Bruno Goulart
As peças do jogo eleitoral de 2026 já estão em movimento, mas o campo da direita parece jogar contra si mesmo. O governador de São Paulo, Tarcísio de Freitas (Republicanos), que até pouco tempo era o nome mais sólido da direita para enfrentar Lula, agora adota um discurso de cautela. Diz que seu foco é a reeleição em São Paulo e passou a defender o governador do Paraná, Ratinho Júnior (PSD), como uma alternativa “viável” para representar o campo liberal-conservador. O recuo, que antes parecia tático, hoje soa como sintoma de um enfraquecimento mais profundo: o da própria direita como projeto unificado de poder.
A análise do jornalista Elio Gaspar sintetiza o momento. Segundo ele, o governo Lula conseguiu impor uma “agenda positiva” com medidas como a ampliação da isenção do Imposto de Renda e a recomposição de políticas sociais. Ao mesmo tempo, a oposição se perdeu “num delírio trumpista”, como se viu nas manifestações da Avenida Paulista com bandeiras dos Estados Unidos tremulando em pleno 7 de Setembro. “Trump e suas tarifas não produzem um só emprego no Brasil”, escreveu Gaspari. Ao associar-se ao presidente americano, lideranças bolsonaristas — entre elas o próprio Tarcísio — escorregaram na casca de banana de um discurso que não encontra eco no cotidiano do eleitor brasileiro.
As pesquisas reforçam esse diagnóstico. O último levantamento Genial/Quaest mostra Lula vencendo todos os cenários de segundo turno. O petista “saiu das cordas e voltou a ser o favorito”, observa Gaspari, apoiado por uma máquina política que, mesmo desgastada, mantém coesão e capilaridade nacional. O contraste é evidente: se a esquerda se une em torno de um nome e um projeto, a direita se fragmenta em personalismos e disputas de território.
Leia mais: Para Lula, Pacheco candidato é mais vantajoso do que no STF
Postulantes da direita
Governador de SP afirma que, entre os presidenciáveis, o mais viável é Ratinho Jr, do Paraná. Foto: Rovena Rosa/Agência Brasil
Tarcísio, Ronaldo Caiado (União Brasil) e Romeu Zema (Novo), governadores que poderiam compor uma frente liberal, “não se entendem”. Eduardo Bolsonaro (PL) age como um “guerrilheiro avulso”, enquanto o ex-presidente Jair Bolsonaro, agora em prisão domiciliar, tornou-se um fator de desagregação, “uma espécie de encosto”, nas palavras do colunista. A força que em 2018 galvanizou o sentimento antipetista se esvaiu, e o bolsonarismo, longe de se reinventar, parece aprisionado em sua própria caricatura.

§ §

### INSTRUÇÕES DAS TAREFAS
1 - No texto sobre a direita e a eleição de 2026, qual governador Tarcísio de Freitas passou a defender como alternativa "viável" para representar o campo liberal-conservador?
2 - Dê continuidade ao texto sobre a direita e a eleição de 2026 a partir da última frase apresentada.

§ §

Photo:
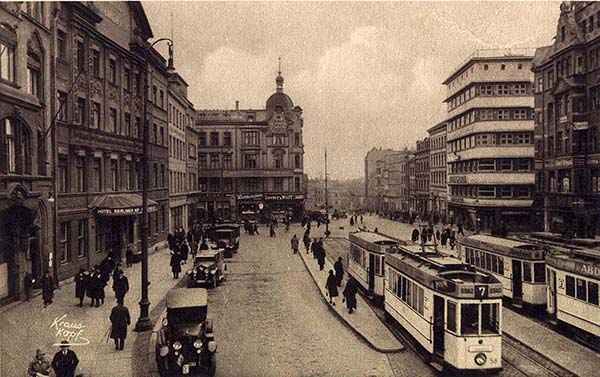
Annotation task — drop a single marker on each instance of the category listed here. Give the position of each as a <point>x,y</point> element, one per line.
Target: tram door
<point>438,325</point>
<point>517,278</point>
<point>371,271</point>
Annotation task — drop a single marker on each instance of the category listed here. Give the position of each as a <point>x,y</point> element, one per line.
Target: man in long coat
<point>80,285</point>
<point>120,319</point>
<point>65,361</point>
<point>47,288</point>
<point>121,286</point>
<point>339,271</point>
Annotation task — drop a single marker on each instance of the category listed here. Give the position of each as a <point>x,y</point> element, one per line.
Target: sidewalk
<point>28,326</point>
<point>571,355</point>
<point>363,321</point>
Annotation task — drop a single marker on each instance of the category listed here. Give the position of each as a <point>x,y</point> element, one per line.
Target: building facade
<point>567,140</point>
<point>26,196</point>
<point>490,140</point>
<point>181,116</point>
<point>251,162</point>
<point>438,171</point>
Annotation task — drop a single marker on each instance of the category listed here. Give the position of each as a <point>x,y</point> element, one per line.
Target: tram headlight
<point>480,359</point>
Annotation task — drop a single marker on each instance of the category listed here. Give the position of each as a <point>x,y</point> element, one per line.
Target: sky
<point>366,74</point>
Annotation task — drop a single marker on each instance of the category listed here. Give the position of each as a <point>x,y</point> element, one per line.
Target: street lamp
<point>143,322</point>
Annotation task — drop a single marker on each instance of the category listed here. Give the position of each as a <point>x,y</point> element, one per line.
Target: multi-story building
<point>26,196</point>
<point>180,111</point>
<point>490,140</point>
<point>438,170</point>
<point>373,178</point>
<point>567,140</point>
<point>99,131</point>
<point>251,160</point>
<point>422,195</point>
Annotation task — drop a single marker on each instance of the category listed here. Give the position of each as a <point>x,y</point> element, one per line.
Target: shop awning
<point>120,205</point>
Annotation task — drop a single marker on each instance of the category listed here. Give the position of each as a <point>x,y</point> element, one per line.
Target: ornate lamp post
<point>143,322</point>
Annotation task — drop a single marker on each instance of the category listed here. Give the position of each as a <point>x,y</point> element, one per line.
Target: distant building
<point>438,170</point>
<point>251,162</point>
<point>490,140</point>
<point>567,139</point>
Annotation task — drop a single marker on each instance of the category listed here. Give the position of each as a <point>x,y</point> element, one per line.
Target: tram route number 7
<point>481,291</point>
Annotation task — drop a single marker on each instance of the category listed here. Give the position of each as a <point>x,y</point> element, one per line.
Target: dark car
<point>185,343</point>
<point>208,270</point>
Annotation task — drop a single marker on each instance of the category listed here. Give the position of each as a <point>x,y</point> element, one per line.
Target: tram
<point>452,310</point>
<point>367,256</point>
<point>573,280</point>
<point>518,265</point>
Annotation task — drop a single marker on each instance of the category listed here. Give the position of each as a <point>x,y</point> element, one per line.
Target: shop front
<point>118,221</point>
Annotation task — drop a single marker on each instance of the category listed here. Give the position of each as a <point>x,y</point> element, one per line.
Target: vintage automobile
<point>185,344</point>
<point>227,237</point>
<point>209,268</point>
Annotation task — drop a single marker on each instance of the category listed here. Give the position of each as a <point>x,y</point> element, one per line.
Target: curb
<point>347,323</point>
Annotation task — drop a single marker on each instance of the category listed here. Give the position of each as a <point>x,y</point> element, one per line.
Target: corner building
<point>490,140</point>
<point>251,162</point>
<point>567,137</point>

§ §

### RESULTADOS POR TAREFA
1 - Ratinho Júnior (PSD), governador do Paraná.

2 -
Nos bastidores, Tarcísio tenta articular uma transição suave de liderança. Defende Ratinho Júnior como alguém capaz de dialogar com o centro, com baixa rejeição e boa margem para crescer. Sua avaliação é pragmática: com um eleitorado menos radical e perfil mais administrativo, o paranaense poderia chegar ao segundo turno, mesmo com Eduardo Bolsonaro atraindo cerca de 15% dos votos. Ainda assim, a equação é frágil — e depende de um grau de concertação que a direita, hoje, não demonstra ter.
Além disso, a tentativa de projetar Ratinho Júnior soa mais como um gesto de fuga do que de confiança. Nos bastidores do Republicanos e do PSD, cresce a percepção de que Tarcísio teme o desgaste de um embate direto com Lula. A guerra interna entre bolsonaristas e liberais moderados, somada ao esvaziamento de lideranças como Sergio Moro, que Gaspari chama de “senador ectoplásmico”, reforça a sensação de que falta à oposição não apenas um nome, mas um rumo.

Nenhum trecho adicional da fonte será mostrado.